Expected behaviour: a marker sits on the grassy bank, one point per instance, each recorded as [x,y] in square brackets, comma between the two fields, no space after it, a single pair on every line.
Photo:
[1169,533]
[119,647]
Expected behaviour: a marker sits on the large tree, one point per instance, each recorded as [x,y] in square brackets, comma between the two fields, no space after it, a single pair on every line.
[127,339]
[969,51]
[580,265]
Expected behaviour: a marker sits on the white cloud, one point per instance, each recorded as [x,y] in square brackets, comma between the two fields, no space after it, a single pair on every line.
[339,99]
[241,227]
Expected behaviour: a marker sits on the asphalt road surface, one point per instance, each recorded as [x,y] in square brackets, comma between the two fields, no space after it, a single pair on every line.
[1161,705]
==
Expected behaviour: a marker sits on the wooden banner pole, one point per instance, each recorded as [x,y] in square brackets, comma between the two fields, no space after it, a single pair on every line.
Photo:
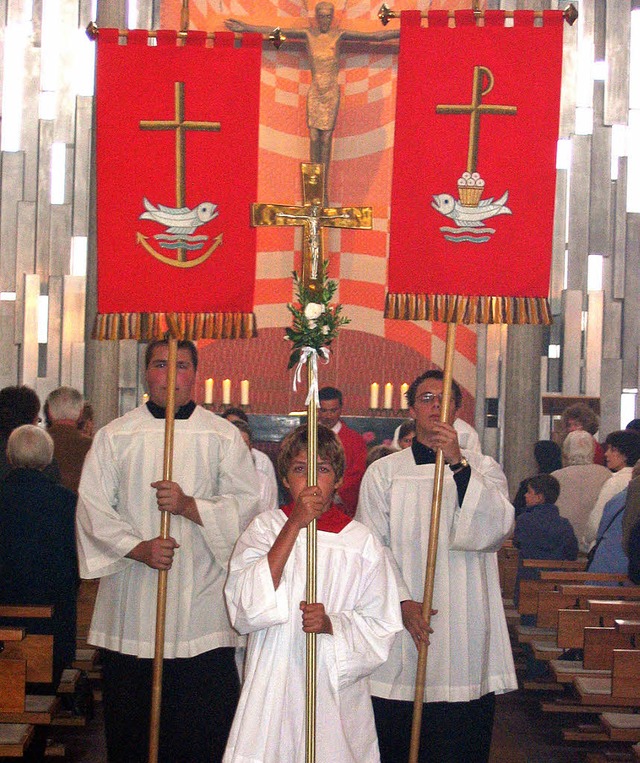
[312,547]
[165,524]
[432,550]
...
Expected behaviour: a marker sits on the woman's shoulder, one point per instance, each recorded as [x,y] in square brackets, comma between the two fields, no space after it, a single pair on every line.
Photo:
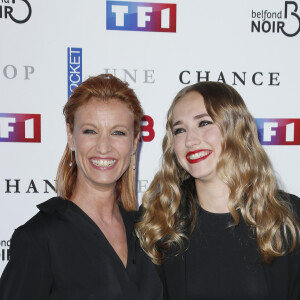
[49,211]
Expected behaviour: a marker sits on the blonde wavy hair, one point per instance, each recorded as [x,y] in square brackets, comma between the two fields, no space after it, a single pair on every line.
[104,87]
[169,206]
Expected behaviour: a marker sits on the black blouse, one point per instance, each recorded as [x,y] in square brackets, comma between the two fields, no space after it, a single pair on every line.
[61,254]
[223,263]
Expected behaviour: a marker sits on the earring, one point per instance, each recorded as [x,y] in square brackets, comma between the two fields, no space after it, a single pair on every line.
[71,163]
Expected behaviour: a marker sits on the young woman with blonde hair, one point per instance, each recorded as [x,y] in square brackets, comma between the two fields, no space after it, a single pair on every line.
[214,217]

_Your task_
How many lines in the records above contain the string "hair"? Reply with only the number.

_Output for this task_
2